[Selected text]:
———

Too-Specific Top 10 – Monocolor Pauper Commanders!

(Monomania | Art by James Ryman)

Simply Uncommon

Welcome to Too-Specific Top 10, where if there isn’t a category to rank our pet card at the top of, we’ll just make one up! (Did you know that Stoneshaker Shaman is the only uncommon creature that can cause multiple opponents to sacrifice a land?)

Over the last couple weeks here on Too-Specific Top 10, we went over the most popular multicolored uncommon creatures in EDH, but from the perspective of Pauper EDH. This week, we’re going to finish things off with the best monocolor uncommon creatures, again coming at them from the perspective of Pauper EDH, where any uncommon creature can be your commander and your deck must otherwise utilize only commons.

So without further ado, here’s the rest of the story!


Top 10 Monocolor Uncommon Creatures

In my opinion, monocolor is really where Pauper EDH shines. Sure, the multicolor decks are inherently more powerful, but all too often the commanders themselves are there more for their colors than any inherent strategy. Not so for monocolor! Here we will find creature after creature that you can really build a strategy around in the same way you’d find yourself doing for Commander. Let’s dig in, and maybe you’ll see what I’m talking about.

Criteria: Uncommon creatures with a monocolor color identity. As is tradition, all results are ordered by EDHREC score.

If we’re talking about morphing an entire deck around one card, you couldn’t do much better than Eidolon of Rhetoric. Commander is usually based around drawing a lot of cards and casting a lot of spells, which Eidolon interrupts for not only your opponents but yourself as well. If you instead lean into one of white’s under-utilized strengths in activated abilities, however, then you can find yourself still humming along while the rest of the table finds themselves stopped in their tracks. Given a lot of folk’s feelings about Stax, though, you might be better off leaning into the more straightforward Goblin Warchief strategy. With all of your Goblins costing less and having haste, you’ll easily stay ahead of the curve. If three mana feels like too much to pay for a commander, however, then how about free? Dryad Arbor technically meets that definition, although you might have to house-rule some things as technically you can only cast a commander, rather than playing it as you have to do with lands.

———

[Set of tasks]:
**1.** Answer these questions from the Pauper commanders article:
(a) Which uncommon creature is the only one that can make multiple opponents sacrifice a land?
(b) Apart from the commander, what cards must a Pauper EDH deck use?
(c) What two benefits does Goblin Warchief give your Goblins?
**2.** Carry on the Pauper commanders article from the point where it stops, in the same voice.
The records that come next have no connection to the Pauper commanders article.

[Dataset extract]:
———

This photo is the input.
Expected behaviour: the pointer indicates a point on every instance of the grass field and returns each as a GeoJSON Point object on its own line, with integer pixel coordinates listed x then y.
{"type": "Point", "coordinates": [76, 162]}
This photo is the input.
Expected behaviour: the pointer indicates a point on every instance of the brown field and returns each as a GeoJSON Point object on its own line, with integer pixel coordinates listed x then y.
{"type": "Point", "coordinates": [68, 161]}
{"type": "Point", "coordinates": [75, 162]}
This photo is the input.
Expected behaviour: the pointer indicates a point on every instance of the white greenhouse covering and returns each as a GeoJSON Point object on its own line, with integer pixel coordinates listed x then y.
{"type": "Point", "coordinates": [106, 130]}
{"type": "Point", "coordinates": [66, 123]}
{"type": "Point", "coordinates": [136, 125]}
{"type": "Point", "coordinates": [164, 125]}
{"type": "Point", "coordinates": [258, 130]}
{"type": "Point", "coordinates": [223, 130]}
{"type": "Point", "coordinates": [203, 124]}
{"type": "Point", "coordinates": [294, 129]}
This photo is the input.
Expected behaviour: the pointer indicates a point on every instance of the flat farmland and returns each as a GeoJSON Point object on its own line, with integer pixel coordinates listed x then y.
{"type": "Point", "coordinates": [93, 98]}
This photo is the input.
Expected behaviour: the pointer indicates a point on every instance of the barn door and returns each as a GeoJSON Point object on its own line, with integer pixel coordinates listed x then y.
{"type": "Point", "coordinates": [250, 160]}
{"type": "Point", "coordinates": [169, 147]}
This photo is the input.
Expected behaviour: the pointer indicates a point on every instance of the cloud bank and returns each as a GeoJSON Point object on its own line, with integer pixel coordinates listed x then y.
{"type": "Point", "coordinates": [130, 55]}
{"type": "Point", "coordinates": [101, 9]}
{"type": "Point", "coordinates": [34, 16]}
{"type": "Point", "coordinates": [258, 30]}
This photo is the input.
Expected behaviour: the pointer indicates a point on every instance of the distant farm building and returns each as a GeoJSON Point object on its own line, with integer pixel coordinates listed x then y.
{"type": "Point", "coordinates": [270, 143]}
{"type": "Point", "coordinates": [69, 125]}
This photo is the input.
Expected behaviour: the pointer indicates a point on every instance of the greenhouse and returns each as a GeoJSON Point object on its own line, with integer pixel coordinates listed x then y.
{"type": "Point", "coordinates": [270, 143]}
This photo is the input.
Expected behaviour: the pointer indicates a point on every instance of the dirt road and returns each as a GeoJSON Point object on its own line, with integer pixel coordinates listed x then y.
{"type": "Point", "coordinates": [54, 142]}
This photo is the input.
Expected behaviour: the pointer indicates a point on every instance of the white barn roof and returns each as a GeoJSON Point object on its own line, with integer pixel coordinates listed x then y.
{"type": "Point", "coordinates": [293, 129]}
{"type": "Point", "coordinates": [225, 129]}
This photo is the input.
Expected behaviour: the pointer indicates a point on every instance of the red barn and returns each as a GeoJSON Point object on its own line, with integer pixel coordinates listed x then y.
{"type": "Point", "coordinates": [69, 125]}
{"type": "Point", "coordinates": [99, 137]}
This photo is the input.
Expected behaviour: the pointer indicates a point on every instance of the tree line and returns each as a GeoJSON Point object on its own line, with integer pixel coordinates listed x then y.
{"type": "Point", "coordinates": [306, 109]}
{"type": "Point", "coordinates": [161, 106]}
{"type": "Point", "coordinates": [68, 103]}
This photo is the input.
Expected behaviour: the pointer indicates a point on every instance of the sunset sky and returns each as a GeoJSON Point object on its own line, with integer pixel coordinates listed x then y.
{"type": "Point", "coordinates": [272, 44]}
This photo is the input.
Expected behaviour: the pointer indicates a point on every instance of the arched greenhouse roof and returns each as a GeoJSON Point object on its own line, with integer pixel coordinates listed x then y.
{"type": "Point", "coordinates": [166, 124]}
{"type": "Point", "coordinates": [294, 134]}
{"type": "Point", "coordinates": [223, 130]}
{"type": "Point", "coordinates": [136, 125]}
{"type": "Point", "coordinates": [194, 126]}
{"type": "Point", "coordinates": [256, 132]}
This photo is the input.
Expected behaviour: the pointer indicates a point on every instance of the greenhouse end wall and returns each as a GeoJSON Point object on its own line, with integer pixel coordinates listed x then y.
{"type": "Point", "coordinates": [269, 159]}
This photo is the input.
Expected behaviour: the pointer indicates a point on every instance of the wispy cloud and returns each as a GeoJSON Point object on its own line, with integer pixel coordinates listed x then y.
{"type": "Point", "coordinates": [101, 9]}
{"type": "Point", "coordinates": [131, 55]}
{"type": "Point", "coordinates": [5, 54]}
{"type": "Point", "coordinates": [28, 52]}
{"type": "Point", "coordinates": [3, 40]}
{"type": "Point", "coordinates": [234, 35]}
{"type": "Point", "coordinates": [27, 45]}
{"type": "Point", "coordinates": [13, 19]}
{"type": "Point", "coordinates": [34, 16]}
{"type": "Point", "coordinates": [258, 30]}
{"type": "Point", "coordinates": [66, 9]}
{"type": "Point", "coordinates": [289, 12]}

———

[Expected answers]:
**1.**
(a) Stoneshaker Shaman.
(b) Only commons.
(c) They cost less and have haste.

**2.**
If you’ve ever wished to work really hard to exile some permanents forever when they would otherwise only be exiled for a little while, then Fiend Hunter is just the Pauper commander for you! If you’re not aware, Fiend Hunter‘s early Oblivion Ring templating is done as two separate sentences, meaning that they’re two separate abilities that you can stack. This allows you to have Fiend Hunter enter, put its triggered exile ability on the stack, and then remove Hunter from the battlefield before the aforementioned exile trigger resolves in order to have the “return” trigger enter andleave the stack before anything is actually exiled; once the exile ability resolves, the other ability has already come and gone, so the exiled card cannot return (unless it’s a commander). Again, a lot of work, but if you’re into that sort of thing…

Pitiless Plunderer is a bit more straightforward, giving you an immediate Aristocrats payoff in a format where there are almost none of them. While you may not be able to win outright with Revel in Riches, getting three or four Treasure tokens per turn ought to be enough to get you ahead and keep you there! Even more rare than Aristocrats payoffs, however, Fierce Empath gives you a three-mana tutor in the command zone. Sure, the things you can search for aren’t exactly world-ending, but grabbing a Hand of Emrakul in a format full of 2/2s seems like it could do some real work, or you can go the value route and cycle a Krosan Tusker. Finally, in the rare category of workable colorless commanders, Shimmer Myr may be my personal favorite. Having a Vedalken Orrery in the command zone seems fun enough, but getting it at a one-mana discount is something else!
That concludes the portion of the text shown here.